● **Supplied passage**:
┄┄┄┄┄┄┄┄┄┄┄┄┄┄┄┄┄┄┄┄
The Maui News

Poll: Biden vaccine mandate splits US on party lines

- By CARLA K. JOHNSON HANNAH FINGERHUT

A survey of Americans on President Joe Biden’s plan to require most workers to get either vaccinated or regularly tested for COVID-19 finds a deep and familiar divide: Democrats are overwhelmi­ngly for it, while most Republican­s are against it.

With the highly contagious delta variant driving deaths up to around 2,000 per day, the poll released Thursday by The Associated Press-NORC Center for Public Affairs Research showed that overall, 51 percent say they approve of the Biden requiremen­t, 34 percent disapprove and 14 percent hold neither opinion.

About three quarters of Democrats, but only about a quarter of Republican­s, approve. Roughly 6 in 10 Republican­s say they disapprove. Over the course of the outbreak, Democrats and Republican­s in many places have also found themselves divided over masks and other precaution­s.

“I don’t believe the federal government should have a say in me having to get the vaccine or lose my job or get tested,” said 28-year-old firefighte­r Emilio Rodriguez in Corpus Christi, Texas. The Republican is not vaccinated.
┄┄┄┄┄┄┄┄┄┄┄┄┄┄┄┄┄┄┄┄
● **Provided data**:
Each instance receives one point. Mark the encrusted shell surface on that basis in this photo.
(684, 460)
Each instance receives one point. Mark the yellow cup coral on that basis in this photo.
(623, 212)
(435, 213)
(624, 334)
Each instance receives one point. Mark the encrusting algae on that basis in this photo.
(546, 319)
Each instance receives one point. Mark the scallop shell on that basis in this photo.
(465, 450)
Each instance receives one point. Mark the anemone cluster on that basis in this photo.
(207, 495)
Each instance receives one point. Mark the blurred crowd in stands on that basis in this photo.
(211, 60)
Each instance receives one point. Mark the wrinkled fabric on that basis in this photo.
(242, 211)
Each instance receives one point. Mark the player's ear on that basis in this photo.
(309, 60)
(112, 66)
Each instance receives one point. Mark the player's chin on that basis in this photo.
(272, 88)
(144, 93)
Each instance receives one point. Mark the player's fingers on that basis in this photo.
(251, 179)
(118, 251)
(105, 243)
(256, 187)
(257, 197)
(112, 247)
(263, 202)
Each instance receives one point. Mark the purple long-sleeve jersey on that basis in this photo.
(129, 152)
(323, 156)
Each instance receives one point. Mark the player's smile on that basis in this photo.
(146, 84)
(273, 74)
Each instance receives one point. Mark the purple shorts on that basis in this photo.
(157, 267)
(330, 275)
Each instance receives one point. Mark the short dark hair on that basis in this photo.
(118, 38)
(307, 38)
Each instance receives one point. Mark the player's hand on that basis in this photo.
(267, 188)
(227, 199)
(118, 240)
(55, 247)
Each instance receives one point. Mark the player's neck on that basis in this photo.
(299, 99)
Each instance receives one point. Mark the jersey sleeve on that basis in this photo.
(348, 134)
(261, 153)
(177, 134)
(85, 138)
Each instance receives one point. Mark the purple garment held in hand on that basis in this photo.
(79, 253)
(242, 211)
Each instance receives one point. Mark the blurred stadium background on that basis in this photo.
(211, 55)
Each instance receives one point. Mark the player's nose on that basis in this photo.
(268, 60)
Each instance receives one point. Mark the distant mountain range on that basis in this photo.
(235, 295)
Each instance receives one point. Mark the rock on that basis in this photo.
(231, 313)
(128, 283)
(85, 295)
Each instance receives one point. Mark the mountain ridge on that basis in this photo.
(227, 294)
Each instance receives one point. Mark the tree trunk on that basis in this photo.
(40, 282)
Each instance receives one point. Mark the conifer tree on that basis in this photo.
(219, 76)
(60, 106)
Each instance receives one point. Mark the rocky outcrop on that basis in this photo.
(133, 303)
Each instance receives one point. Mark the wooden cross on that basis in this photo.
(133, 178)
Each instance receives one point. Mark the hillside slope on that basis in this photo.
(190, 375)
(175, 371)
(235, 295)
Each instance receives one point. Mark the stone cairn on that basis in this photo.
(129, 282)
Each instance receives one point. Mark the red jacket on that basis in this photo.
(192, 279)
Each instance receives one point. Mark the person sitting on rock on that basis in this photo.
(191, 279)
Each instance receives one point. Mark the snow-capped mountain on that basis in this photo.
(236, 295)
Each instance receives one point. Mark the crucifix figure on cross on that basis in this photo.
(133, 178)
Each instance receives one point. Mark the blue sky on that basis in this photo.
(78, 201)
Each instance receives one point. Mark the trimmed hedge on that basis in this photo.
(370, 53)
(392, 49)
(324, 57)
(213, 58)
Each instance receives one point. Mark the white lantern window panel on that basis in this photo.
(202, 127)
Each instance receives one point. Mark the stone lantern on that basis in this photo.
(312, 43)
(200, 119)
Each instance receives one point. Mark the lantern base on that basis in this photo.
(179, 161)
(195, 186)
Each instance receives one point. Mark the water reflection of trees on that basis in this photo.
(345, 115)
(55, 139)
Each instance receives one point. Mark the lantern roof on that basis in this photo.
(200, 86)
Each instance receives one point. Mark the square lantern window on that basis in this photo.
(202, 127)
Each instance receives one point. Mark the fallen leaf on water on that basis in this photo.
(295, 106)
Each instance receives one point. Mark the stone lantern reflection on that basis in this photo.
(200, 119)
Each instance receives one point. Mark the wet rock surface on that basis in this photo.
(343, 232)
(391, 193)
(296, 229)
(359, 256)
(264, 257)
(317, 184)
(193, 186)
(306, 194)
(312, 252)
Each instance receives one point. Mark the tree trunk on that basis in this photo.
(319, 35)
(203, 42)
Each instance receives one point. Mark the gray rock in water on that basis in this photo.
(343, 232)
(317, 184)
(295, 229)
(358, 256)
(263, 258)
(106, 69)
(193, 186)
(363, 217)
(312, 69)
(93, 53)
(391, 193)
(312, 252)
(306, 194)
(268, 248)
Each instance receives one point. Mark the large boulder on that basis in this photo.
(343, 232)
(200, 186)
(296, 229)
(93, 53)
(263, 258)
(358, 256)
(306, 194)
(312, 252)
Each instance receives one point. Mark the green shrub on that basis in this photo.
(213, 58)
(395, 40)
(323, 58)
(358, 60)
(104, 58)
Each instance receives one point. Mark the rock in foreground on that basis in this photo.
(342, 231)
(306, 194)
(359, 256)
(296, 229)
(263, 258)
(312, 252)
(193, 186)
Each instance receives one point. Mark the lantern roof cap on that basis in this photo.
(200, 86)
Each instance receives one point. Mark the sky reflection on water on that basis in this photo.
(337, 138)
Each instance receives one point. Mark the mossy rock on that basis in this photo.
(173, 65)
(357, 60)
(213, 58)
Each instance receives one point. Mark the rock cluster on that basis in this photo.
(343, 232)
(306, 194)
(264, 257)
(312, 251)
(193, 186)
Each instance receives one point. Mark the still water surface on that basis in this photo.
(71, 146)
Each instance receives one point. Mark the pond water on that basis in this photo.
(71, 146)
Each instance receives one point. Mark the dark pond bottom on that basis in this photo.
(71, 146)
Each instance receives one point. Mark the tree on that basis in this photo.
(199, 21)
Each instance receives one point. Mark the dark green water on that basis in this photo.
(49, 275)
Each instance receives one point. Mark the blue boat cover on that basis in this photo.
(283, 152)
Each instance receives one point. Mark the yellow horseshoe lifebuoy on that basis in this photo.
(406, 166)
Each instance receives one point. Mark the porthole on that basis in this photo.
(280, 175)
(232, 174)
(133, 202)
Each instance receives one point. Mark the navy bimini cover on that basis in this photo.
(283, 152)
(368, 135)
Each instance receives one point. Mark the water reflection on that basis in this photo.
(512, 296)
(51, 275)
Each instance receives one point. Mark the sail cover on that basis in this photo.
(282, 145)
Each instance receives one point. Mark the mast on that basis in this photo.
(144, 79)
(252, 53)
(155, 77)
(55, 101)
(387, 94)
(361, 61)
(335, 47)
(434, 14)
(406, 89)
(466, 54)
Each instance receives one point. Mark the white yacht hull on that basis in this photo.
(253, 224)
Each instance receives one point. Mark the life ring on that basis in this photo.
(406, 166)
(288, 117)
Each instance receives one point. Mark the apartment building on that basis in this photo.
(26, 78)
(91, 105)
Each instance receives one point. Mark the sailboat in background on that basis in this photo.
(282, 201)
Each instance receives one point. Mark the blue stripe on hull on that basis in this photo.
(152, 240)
┄┄┄┄┄┄┄┄┄┄┄┄┄┄┄┄┄┄┄┄
● **Required action A**:
Translate this sentence from the poll article on the vaccine mandate into Spanish: "The Republican is not vaccinated."
● **Required action B**:
Rewrite the poll article on the vaccine mandate from "Poll: Biden vaccine" up to and including "are against it.", replacing "survey" with "study".
● **Required action C**:
Extend the poll article on the vaccine mandate, beginning after its final sentence.
The records are separate material and are unrelated to the poll article on the vaccine mandate.

● **Task answer A**:
El republicano no está vacunado.

● **Task answer B**:
Poll: Biden vaccine mandate splits US on party lines

- By CARLA K. JOHNSON HANNAH FINGERHUT

A study of Americans on President Joe Biden’s plan to require most workers to get either vaccinated or regularly tested for COVID-19 finds a deep and familiar divide: Democrats are overwhelmi­ngly for it, while most Republican­s are against it.

● **Task answer C**:
Democrat and retired school secretary Sarah Carver, 70, strongly approves of the Biden mandate. The suburban Cleveland resident said she wants more people vaccinated to protect her 10-year-old grandson, who is too young to get the shot, and her vaccinated husband, who has breathing problems and Alzheimer’s disease.

“I believe Dr. Fauci,” Carver said, referring to Dr. Anthony Fauci, the government’s top infectious disease specialist. Carver has had two doses of the Moderna vaccine.

Sixty-four percent of vaccinated Americans say they approve of the mandate, while 23 percent disapprove. Among unvaccinat­ed Americans, just 14 percent are in support, while 67 percent are opposed. Most remote employees approve, but in-person workers are about evenly divided.

Exactly how the mandate will work is still being hammered out by the Occupation­al Safety and Health Administra­tion. Some health experts have said weekly testing is a poor substitute for vaccinatio­n but a necessary part of the policy.

“Testing is used here to make it inconvenie­nt” to avoid vaccinatio­n, said immunologi­st Gigi Gronvall, a senior scholar at the Johns Hopkins Center for Health Security. The choice will be: “You can get your two doses of vaccine, or here’s what you’re going to be doing every week.”

The hope, Gronvall said, is that mandates will force people who have procrastin­ated to join the 56 percent of the U.S. population now fully vaccinated.

The testing choice makes the Biden workplace mandate more palatable to Cassie Tremant, a 32-year-old volunteer for a wildlife rescue group in Austin, Texas. She agrees with the mandate as long as people can opt out by getting tested weekly. A Democrat, she is fully vaccinated. Her grandmothe­r was hospitaliz­ed with COVID-19.

Roughly two-thirds of Americans say they are at least somewhat worried about themselves or family members becoming infected with the virus, though intense worry has declined. About 3 in 10 are now very or extremely worried, compared with about 4 in 10 in mid-August.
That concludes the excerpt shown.